[Text block]
+===+

Most importantly, the two biggest factors are represented by payment history and amounts owed – combining for over 65% of your score, while everything else is either 10 or 15%.
Payment history is another way of asking the question of “Do you pay on time, and if not, how long do you take to repay?” It is absolutely essential to pay on time – a late score, whether 30, 60 or 90 days, or even longer – will stay on your score for up to 7 years, which is a giant red flag for other banks. However, it’s crucial to note that if you are mistakenly late once, you can often call up the bank and plead ignorance/forgiveness. If you have a history of on-time payments, they will most likely forgive the late payment and will not report it to the credit bureau. This happened to me once when I was younger and dumber. Feel free to also escalate the matter if you don’t think you are getting the response you want. (It is very important to not only pay on-time, but in full every single month. The interest rates on some cards can approach 25-30%, which completely destroys the miles / points earned by spend. For example, paying $300 interest each month for three months means that “free” ticket you booked on points really costs $900. You want to avoid that.)

+===+

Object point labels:
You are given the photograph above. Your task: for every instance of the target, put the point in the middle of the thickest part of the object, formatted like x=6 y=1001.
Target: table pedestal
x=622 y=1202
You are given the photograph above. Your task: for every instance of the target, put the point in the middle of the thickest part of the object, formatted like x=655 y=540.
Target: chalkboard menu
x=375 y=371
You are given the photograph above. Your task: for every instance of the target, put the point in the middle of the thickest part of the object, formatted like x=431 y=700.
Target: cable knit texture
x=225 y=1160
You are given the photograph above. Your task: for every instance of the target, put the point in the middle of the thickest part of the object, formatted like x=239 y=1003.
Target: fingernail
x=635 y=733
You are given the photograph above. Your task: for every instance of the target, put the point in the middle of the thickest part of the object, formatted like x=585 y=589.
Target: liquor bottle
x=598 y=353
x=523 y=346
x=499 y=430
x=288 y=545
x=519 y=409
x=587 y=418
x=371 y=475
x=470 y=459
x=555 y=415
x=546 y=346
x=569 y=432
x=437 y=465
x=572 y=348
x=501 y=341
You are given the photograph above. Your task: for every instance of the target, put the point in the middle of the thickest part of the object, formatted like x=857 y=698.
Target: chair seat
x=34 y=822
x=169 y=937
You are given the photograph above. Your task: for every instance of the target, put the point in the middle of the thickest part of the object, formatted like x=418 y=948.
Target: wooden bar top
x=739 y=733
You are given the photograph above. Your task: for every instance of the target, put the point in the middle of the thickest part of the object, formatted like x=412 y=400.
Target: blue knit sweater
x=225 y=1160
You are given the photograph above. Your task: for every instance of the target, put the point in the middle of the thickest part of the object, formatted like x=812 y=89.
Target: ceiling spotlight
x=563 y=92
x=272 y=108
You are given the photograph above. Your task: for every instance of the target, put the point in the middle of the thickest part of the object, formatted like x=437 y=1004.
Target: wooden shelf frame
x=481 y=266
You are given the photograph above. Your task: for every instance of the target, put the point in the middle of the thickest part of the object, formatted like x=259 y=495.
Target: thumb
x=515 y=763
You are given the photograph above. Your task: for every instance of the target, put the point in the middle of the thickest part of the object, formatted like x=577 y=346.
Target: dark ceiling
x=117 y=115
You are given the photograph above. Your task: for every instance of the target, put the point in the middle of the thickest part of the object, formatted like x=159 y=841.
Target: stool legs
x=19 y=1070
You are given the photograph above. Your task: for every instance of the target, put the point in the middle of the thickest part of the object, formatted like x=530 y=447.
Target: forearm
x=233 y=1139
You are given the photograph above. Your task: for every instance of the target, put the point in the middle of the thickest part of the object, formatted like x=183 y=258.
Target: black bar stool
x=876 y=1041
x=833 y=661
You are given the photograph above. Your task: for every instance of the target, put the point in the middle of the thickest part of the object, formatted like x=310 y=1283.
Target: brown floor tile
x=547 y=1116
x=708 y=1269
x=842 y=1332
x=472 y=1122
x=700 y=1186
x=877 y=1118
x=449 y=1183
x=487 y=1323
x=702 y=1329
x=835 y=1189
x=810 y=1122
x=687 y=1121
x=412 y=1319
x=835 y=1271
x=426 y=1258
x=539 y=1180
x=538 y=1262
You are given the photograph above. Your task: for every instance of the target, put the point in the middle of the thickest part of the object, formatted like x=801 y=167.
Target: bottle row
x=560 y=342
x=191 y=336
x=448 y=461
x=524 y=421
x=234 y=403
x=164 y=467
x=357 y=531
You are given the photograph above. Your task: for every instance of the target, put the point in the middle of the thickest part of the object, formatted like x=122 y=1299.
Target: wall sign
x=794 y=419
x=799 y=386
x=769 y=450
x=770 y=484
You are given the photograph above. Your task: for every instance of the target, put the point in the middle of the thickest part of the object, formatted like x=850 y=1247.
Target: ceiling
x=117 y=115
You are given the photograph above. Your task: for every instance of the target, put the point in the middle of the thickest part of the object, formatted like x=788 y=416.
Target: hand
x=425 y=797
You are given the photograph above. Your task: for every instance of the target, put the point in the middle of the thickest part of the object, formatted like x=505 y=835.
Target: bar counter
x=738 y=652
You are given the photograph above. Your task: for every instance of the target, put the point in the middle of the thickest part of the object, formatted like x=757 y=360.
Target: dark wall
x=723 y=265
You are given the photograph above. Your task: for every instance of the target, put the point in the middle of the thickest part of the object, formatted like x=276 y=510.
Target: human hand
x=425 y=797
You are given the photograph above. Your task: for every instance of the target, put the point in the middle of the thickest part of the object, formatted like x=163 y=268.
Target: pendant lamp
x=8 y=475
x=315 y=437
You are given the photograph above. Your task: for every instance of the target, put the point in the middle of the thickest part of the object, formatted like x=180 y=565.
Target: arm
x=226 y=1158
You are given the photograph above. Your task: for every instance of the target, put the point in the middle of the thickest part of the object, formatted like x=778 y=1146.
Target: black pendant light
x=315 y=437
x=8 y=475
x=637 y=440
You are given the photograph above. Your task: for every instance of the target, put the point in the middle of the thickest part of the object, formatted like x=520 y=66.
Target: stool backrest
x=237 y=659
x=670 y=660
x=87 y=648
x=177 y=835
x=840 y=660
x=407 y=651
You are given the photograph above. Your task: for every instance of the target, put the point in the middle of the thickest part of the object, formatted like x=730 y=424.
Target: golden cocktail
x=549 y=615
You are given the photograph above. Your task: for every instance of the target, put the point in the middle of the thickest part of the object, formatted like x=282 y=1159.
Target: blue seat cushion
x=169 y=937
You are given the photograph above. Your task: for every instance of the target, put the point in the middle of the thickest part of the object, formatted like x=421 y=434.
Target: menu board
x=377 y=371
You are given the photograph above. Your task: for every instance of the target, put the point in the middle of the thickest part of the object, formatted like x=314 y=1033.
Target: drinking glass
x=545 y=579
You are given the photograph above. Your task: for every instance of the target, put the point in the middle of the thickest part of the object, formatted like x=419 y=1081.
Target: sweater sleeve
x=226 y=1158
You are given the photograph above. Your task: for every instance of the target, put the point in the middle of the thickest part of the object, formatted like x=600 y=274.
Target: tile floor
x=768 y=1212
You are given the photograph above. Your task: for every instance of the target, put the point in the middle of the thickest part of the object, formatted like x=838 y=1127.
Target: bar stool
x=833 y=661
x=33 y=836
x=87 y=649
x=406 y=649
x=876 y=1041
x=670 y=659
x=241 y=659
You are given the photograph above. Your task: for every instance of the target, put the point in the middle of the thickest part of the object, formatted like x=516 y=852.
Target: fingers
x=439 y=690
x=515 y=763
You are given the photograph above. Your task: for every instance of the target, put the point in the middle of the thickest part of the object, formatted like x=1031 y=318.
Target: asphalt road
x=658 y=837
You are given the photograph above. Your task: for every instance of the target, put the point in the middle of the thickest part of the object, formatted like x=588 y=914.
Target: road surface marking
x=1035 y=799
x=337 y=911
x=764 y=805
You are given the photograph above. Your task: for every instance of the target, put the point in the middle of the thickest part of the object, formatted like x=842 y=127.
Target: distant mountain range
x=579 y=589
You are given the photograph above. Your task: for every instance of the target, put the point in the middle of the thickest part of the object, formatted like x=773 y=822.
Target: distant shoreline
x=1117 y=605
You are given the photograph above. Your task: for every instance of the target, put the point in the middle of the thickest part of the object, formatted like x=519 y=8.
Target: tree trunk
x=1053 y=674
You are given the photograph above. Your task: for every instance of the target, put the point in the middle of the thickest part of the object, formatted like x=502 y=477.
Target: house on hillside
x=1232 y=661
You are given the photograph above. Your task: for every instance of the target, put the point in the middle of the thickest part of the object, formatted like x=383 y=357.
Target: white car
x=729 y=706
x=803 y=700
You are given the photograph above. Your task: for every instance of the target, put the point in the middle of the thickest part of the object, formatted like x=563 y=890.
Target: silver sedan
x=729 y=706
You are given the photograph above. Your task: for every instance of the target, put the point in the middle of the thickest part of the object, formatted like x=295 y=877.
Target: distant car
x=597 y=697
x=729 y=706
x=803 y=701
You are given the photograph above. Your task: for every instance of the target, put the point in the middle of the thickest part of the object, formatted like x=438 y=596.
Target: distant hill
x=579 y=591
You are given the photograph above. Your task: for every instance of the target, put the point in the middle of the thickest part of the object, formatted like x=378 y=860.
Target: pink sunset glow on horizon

+===+

[Task instructions]
**1)** In the credit score text:
(a) Which two factors combine for over 65% of the score?
(b) For up to how many years can a late payment stay on the score?
(c) What interest rates can some cards approach?
**2)** Revise the credit score text: give everything from "Most importantly, the two" down to "either 10 or 15%.", with "amounts owed" replaced by "total debt".
Rely on the credit score text alone.

[Results by task]
**1)**
(a) Payment history and amounts owed.
(b) Up to 7 years.
(c) 25-30%.

**2)**
Most importantly, the two biggest factors are represented by payment history and total debt – combining for over 65% of your score, while everything else is either 10 or 15%.